For each statement below, say yes or no to whether it agrees with the blog post that follows, and quote the words of the post that decide it.
1. The writer chose the turtle as a starter in Pokemon Pearl.
2. Firefly ran for 14 episodes.
3. The big plot twist in Bioshock comes about halfway through the game.

◆ **Document text**
- - -

And then everybody's favorite Irishman, Atlas, shows up and makes everything better, because Atlas is awesome.
Really, really awesome.
Fucking AWESOME

#1: Choose your Starter
Hell. Fucking. Yes.
Pokemon is the greatest game series of all time, and all who dislike it are faggots. End of discussion.
I could go with any of the starter selections, but there was one that really stuck with me.
When I was a kid, everbody spoiled Pokemon for me. They told me where the Legendaries are, and which starters had the best final evolutions, etc.
But I got Pokemon Pearl as soon as it came out, leaving no time for spoilers. So, this was the first time I didn't know everything about the game. Heck, I didn't even know what the starters would be.
Surprise!
Yep, a turtle, a monkey, and a penguin. My options were limited, so I went ahead and grabbed the penguin.
Best choice I have ever made.
A few years later, my LV.100 Empoleon is now on Pokemon White, along with my entire Champion-raping team from Pearl. Me and him demolish asians on WiFi, sometimes, and when Pokemon Black/White 2 comes out, you'd better believe he's going over there as soon as possible. And then, when the Ruby/Sapphire remakes happen, guess what's the first thing to be traded over?
Yup, giant metal death penguin.
FUCK YEAH GIANT METAL DEATH PENGUIN

Friday, March 30, 2012

Stuff in a nutshell

Hello, I'm Josh. Today, I will be summing up my views on some of my favorite things in as few words as I can manage.
Are you ready?
If you said yes, then you're a liar.
Warning, here be spoilers.

Firefly
Fucking space pirates. They be traveling about, stealing from douchebags and giving to themselves or less fortunate douchebags. It only lasted for 14 episodes, which makes me sad because it was amazing. Also, I haven't seen any of the actors except Nathan Fillion in anything else recently, and it may have killed everyone else's careers. No, I'm not going to look it up. You have fingers, and are currently on a computer.

Bioshock
Would you kindly?
I don't know, Atlas, would you?
Great game, scary as shit, mother of all plot twists about three quarters of the way through.

- - -

◆ **Data extract**
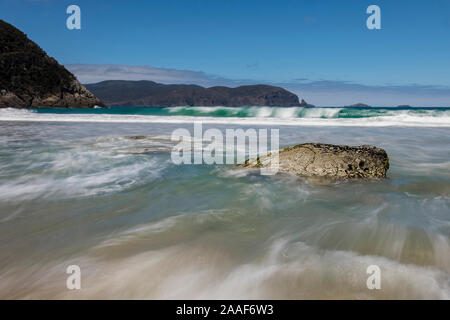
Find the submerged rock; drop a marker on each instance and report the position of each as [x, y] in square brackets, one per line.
[320, 160]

- - -

◆ **Solution**
1. No: "My options were limited, so I went ahead and grabbed the penguin."
2. Yes: "It only lasted for 14 episodes"
3. No: "mother of all plot twists about three quarters of the way through."